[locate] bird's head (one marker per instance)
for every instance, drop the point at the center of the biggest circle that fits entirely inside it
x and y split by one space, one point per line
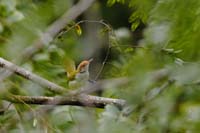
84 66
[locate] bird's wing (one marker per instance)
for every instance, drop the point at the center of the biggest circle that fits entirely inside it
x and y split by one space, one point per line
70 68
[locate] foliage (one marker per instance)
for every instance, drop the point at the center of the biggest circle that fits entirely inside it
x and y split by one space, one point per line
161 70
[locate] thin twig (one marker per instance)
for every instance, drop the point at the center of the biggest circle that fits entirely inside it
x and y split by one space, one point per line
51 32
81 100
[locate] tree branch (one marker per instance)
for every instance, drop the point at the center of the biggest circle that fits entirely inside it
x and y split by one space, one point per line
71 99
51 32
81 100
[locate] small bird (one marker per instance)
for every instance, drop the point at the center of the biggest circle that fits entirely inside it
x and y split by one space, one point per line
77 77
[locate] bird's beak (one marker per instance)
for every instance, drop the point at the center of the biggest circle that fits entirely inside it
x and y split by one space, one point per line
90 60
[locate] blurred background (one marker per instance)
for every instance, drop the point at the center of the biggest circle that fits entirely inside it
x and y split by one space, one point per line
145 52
________________________
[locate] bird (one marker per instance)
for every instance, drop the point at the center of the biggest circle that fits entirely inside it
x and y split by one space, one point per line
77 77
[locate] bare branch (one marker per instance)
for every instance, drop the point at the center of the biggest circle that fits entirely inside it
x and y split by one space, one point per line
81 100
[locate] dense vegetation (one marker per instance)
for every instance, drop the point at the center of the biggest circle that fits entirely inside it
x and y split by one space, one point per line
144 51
________________________
### Exercise aim
What lines above contain "marker"? Copy them out.

### Written response
[locate] bird's head (one marker per instance)
[locate] bird's wing (one marker per instance)
[locate] foliage (one marker per instance)
[locate] thin twig (one marker per instance)
[locate] tree branch (one marker per instance)
[locate] small bird (one marker per instance)
[locate] bird's beak (one marker per instance)
[locate] blurred background (one marker per instance)
[locate] bird (one marker per instance)
[locate] bare branch (one marker per instance)
[locate] dense vegetation (one marker per instance)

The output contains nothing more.